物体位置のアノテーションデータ
● ● ●

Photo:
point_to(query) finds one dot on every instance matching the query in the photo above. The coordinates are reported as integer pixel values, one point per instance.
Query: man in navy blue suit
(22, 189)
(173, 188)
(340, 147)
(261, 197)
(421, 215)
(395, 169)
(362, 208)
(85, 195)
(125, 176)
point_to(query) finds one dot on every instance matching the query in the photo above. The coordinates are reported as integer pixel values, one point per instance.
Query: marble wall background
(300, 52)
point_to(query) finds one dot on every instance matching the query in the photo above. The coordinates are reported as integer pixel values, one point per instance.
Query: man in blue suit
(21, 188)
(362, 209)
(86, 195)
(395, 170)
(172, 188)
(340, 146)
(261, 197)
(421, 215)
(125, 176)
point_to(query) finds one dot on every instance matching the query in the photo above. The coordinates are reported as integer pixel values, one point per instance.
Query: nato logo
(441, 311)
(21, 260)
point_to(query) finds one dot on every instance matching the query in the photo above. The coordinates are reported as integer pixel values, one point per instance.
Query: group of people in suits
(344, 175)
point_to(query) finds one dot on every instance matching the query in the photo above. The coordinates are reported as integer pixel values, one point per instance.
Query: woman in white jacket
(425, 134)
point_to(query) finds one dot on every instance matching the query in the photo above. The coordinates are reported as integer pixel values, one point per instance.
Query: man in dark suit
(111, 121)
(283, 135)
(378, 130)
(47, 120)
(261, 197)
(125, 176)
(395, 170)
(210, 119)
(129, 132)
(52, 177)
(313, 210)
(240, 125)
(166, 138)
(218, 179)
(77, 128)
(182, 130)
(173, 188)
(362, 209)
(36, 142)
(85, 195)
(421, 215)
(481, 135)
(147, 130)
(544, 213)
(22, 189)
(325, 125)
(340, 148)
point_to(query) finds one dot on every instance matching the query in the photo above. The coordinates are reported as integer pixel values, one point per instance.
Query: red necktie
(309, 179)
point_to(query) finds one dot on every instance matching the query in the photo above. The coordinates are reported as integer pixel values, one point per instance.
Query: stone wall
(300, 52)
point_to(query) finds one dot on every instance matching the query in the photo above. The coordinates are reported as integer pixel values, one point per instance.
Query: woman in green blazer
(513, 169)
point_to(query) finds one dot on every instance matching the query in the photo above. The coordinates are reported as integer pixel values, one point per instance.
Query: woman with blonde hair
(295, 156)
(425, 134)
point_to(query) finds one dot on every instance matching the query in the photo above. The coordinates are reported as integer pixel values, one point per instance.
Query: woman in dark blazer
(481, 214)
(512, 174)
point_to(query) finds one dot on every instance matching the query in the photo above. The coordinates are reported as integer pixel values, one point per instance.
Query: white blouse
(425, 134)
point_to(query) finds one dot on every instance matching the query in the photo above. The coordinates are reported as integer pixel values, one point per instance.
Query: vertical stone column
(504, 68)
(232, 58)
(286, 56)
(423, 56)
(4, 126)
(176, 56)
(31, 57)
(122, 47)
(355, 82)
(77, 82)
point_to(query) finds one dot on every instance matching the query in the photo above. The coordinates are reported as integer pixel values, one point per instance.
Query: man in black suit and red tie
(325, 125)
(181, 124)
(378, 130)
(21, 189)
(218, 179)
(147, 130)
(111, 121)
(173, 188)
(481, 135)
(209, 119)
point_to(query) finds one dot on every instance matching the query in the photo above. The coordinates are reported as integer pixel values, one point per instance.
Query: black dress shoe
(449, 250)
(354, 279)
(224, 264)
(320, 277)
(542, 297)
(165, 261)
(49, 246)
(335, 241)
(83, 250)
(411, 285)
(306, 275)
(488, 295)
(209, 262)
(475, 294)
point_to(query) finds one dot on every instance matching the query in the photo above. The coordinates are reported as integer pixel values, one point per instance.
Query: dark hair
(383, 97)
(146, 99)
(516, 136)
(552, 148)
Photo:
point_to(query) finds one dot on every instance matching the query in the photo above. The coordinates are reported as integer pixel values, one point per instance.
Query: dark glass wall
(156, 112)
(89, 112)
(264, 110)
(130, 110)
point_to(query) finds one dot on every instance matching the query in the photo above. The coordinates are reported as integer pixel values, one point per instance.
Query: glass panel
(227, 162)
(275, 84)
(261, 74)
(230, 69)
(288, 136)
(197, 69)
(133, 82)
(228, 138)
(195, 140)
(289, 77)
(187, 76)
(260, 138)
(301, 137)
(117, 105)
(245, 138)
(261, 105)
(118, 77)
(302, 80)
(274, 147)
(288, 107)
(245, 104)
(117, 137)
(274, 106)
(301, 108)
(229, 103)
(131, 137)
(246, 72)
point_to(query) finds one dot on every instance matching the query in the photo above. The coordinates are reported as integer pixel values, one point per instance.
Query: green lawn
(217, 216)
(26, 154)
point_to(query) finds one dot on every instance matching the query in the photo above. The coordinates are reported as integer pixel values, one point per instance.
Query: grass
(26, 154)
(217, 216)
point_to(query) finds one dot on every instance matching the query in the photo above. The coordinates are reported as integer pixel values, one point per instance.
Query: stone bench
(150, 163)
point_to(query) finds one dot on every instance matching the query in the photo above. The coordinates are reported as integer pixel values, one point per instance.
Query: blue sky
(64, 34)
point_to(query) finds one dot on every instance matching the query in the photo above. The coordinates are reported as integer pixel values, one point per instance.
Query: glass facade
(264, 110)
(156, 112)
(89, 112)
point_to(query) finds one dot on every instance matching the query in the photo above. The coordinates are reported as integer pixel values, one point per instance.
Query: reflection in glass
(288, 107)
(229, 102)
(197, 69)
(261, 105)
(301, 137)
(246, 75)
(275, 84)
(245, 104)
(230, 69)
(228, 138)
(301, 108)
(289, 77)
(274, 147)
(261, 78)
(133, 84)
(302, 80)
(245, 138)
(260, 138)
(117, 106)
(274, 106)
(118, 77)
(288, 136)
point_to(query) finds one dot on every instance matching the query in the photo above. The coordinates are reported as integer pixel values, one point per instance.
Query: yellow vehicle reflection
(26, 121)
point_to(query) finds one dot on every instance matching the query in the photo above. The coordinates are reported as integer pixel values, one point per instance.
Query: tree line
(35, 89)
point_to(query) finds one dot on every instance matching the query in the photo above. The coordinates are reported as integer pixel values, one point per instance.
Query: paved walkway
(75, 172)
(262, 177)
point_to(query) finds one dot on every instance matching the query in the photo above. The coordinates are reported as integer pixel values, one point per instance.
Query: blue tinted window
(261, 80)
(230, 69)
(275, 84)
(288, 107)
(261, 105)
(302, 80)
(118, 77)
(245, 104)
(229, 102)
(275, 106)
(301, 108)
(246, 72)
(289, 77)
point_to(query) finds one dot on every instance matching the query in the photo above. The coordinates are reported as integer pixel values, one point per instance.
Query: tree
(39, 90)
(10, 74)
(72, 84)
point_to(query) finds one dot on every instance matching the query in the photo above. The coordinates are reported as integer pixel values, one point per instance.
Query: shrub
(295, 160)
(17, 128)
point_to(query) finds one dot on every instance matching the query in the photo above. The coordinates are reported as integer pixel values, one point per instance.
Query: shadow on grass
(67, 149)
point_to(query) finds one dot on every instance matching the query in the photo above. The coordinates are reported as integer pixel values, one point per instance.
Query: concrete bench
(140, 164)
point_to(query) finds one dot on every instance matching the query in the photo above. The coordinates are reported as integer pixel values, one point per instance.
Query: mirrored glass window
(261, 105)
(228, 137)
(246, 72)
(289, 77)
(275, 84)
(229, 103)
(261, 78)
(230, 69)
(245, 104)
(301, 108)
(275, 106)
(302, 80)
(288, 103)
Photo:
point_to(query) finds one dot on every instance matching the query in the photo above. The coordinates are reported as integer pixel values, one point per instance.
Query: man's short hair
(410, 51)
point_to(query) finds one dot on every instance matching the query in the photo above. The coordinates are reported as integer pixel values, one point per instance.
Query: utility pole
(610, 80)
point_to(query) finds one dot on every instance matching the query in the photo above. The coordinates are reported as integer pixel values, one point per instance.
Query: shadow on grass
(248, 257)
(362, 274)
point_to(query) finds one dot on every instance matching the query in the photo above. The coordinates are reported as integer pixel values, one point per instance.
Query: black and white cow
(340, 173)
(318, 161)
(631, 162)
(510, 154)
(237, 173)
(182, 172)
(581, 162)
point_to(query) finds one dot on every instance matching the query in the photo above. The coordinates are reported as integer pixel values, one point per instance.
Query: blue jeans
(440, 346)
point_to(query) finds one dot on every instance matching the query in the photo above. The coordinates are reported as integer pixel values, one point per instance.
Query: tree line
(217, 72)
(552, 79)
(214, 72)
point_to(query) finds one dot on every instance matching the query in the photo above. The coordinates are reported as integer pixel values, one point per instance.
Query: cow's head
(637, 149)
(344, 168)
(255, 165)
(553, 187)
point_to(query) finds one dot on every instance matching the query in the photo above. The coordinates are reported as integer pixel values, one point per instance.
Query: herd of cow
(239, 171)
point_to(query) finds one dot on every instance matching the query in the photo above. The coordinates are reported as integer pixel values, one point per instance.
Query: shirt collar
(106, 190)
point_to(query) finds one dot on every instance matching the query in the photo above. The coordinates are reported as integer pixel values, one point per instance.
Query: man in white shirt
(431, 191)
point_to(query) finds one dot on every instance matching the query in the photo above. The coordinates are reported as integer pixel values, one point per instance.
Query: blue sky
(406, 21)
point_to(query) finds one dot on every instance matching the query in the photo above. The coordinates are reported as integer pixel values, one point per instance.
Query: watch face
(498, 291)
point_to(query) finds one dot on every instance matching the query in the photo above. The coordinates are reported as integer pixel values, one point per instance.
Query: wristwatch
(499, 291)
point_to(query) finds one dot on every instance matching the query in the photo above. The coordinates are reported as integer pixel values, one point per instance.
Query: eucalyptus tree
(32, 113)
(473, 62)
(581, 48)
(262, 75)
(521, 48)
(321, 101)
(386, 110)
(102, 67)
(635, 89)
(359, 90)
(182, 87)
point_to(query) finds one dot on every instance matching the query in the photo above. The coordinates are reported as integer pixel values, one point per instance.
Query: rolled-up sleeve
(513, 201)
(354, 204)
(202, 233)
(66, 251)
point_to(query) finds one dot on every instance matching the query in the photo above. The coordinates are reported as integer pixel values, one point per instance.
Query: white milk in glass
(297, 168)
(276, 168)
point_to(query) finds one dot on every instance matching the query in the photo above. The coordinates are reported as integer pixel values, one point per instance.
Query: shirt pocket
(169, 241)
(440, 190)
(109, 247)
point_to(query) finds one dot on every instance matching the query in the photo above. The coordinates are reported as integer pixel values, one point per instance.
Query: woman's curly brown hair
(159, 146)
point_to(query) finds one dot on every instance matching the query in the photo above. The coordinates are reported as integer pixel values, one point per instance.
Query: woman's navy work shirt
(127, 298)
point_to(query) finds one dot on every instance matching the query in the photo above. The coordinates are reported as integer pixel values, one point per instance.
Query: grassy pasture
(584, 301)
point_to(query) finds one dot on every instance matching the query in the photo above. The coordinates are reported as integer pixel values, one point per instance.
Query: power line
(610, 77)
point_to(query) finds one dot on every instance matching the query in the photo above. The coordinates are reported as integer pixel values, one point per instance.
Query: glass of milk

● ● ●

問題文:
上のリストで「reflection」という文字列を含む行はいくつありますか。数だけ答えてください。

実行結果:
2